**Given information**:

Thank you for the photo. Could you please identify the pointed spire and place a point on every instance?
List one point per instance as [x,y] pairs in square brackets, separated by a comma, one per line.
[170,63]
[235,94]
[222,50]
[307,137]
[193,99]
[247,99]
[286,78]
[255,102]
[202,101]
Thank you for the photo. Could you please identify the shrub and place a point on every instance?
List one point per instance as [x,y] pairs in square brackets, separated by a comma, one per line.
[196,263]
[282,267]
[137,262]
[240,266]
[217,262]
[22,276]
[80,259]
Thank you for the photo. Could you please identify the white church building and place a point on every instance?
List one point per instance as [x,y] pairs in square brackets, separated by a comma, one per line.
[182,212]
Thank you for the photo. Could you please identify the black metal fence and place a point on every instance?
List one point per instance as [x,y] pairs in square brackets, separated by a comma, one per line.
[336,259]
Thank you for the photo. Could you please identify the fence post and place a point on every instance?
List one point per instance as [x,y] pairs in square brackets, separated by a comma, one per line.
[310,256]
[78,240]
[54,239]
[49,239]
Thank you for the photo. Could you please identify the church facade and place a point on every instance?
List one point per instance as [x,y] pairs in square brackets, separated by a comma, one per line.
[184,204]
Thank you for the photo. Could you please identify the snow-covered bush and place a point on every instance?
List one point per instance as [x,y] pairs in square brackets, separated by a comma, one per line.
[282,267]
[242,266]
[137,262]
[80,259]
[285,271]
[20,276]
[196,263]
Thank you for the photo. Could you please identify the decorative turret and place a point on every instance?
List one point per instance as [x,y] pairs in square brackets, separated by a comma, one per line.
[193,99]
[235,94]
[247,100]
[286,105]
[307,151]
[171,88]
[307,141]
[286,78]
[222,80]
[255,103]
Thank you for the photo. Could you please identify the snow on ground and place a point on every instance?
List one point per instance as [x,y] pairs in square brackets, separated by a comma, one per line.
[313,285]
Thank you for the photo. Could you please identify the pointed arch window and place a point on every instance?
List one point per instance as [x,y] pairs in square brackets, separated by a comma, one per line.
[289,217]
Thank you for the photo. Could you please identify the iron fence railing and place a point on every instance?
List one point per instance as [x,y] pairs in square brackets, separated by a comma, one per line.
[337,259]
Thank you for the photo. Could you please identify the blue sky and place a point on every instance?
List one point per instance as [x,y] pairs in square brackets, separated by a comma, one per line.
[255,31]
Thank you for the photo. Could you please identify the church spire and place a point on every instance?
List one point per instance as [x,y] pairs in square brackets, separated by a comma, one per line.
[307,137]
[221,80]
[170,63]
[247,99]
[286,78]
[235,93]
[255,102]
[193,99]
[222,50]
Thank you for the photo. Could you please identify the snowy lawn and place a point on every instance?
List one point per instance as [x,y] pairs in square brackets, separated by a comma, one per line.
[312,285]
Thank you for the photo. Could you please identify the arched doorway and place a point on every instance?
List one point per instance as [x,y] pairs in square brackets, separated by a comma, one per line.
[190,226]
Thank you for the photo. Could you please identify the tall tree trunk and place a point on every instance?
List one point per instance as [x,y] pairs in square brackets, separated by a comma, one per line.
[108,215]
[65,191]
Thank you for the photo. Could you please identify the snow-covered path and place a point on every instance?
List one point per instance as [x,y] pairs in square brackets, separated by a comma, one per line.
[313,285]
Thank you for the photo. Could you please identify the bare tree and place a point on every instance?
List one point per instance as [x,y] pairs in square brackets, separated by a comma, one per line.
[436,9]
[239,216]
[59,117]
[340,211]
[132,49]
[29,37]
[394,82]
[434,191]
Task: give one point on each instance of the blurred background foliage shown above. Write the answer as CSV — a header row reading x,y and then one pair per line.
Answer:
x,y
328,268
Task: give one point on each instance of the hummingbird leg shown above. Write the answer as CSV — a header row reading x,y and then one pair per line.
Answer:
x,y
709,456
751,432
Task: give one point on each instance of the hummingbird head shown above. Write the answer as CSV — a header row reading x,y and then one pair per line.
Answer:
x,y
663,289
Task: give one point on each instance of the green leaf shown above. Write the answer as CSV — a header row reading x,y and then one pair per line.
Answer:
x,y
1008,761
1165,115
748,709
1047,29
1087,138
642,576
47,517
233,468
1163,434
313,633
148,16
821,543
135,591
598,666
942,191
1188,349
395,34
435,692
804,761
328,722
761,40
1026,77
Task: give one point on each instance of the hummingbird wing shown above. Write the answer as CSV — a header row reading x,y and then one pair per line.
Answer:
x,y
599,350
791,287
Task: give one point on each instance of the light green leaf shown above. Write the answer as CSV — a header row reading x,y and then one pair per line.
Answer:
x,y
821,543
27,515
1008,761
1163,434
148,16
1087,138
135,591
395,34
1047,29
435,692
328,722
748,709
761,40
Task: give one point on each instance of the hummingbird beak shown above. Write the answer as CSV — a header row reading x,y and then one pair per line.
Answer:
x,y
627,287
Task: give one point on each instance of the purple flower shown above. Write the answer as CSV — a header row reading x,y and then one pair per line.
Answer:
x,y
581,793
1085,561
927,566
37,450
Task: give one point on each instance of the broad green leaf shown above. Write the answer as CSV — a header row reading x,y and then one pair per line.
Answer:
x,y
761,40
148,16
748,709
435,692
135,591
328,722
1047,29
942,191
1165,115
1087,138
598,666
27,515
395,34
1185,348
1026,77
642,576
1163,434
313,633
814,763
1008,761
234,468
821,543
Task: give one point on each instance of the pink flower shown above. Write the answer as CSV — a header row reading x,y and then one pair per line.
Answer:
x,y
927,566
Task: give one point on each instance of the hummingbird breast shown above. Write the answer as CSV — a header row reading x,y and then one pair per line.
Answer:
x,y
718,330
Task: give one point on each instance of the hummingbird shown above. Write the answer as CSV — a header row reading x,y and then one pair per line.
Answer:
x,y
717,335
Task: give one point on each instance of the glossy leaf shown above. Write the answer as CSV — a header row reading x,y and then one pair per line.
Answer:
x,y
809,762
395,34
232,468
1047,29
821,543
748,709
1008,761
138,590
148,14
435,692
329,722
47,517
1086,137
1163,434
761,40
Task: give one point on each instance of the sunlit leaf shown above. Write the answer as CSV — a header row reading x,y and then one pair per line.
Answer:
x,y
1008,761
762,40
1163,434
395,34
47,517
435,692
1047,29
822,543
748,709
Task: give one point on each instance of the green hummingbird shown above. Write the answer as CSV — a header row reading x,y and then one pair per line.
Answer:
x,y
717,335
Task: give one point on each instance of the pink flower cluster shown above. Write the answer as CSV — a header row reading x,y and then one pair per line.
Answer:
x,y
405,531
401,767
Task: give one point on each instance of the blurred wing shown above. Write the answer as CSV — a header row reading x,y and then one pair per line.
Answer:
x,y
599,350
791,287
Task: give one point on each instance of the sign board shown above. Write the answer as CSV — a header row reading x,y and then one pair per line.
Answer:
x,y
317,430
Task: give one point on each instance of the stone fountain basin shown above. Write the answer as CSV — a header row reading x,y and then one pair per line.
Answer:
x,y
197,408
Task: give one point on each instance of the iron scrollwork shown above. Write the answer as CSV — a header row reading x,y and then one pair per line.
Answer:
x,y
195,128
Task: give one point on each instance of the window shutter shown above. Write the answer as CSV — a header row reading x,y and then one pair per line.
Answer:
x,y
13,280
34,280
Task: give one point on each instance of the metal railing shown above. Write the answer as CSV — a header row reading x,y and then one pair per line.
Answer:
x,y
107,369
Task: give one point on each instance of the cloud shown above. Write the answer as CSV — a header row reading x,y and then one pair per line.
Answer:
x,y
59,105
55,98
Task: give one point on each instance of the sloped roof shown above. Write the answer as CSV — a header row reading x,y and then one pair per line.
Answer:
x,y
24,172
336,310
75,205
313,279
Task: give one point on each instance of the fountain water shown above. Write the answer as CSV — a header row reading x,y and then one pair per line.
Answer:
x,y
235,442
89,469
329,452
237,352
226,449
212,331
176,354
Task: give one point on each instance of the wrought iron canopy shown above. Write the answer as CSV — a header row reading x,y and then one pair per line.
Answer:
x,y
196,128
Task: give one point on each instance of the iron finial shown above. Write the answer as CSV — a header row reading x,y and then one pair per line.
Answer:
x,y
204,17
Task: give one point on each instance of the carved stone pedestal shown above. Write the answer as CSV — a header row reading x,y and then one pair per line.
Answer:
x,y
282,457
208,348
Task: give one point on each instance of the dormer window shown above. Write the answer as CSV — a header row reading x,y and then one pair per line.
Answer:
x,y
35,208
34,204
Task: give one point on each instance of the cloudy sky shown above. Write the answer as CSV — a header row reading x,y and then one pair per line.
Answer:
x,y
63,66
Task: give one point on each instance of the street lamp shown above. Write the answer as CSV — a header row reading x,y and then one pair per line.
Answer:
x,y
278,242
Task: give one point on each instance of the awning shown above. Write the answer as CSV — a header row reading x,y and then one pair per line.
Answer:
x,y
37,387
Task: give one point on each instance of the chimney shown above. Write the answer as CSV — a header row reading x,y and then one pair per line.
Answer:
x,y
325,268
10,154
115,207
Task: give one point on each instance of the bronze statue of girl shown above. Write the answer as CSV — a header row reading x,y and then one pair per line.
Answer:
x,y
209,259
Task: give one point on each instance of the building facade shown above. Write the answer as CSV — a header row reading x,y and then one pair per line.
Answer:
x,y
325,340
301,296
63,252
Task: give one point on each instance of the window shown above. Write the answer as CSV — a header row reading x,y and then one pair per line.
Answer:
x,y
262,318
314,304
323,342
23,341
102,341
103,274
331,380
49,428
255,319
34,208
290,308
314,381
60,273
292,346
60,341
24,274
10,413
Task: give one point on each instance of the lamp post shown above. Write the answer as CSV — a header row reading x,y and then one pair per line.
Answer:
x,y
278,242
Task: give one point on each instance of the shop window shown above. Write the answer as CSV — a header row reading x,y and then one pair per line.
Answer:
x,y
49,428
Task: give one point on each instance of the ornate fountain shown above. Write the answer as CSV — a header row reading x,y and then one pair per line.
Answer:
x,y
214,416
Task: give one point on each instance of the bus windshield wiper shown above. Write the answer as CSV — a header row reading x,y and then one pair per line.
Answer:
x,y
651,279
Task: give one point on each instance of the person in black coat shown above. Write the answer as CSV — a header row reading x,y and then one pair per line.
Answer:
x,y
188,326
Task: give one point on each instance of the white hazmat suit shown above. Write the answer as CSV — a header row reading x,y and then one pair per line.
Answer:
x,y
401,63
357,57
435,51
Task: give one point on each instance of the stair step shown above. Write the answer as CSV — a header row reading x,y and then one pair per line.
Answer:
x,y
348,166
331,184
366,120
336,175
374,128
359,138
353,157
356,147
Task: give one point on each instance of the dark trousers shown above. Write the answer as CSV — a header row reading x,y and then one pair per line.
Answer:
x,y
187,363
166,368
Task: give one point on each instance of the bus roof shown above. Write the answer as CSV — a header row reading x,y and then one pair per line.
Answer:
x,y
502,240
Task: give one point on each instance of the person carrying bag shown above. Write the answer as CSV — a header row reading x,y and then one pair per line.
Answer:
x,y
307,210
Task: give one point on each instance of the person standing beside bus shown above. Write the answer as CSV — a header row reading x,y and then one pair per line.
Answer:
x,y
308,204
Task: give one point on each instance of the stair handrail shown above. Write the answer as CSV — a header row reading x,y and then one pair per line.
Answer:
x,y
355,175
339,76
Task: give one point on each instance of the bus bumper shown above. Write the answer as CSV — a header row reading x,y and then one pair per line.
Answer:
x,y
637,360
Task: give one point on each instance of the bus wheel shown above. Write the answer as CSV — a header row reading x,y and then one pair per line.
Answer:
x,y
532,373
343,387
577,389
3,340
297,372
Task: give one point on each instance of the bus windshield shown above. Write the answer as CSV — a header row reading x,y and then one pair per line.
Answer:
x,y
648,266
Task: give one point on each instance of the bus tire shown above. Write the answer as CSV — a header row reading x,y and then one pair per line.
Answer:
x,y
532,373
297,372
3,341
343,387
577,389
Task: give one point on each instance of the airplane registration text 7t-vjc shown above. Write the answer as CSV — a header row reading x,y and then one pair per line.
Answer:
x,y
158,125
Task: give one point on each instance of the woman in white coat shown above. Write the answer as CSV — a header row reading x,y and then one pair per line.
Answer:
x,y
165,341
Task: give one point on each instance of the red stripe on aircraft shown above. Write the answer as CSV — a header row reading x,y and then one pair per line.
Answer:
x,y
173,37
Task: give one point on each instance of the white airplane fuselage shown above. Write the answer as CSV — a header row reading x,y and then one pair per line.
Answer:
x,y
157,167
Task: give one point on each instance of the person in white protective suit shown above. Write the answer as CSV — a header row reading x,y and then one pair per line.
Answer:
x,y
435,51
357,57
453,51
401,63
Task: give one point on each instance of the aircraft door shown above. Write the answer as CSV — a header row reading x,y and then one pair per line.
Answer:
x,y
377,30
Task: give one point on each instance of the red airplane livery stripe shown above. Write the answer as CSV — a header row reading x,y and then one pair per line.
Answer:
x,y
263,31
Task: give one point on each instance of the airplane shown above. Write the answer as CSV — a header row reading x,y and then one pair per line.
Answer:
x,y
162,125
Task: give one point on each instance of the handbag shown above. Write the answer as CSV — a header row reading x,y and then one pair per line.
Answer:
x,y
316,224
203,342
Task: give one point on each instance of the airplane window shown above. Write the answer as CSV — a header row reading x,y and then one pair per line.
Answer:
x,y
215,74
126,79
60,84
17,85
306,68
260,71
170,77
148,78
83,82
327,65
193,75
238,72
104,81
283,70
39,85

**Work to be completed**: Within the records above, each line containing "suit" is to be returned.

**Answer to this problem**:
Task: give one point on each instance of the white hazmat suit shown above. Write the answer as CSV — a header row reading x,y and then one pair per line.
Task: give one point on each instance of the person in white protective suit shown above. Write the answer as CSV — a header row reading x,y and then one pair per line.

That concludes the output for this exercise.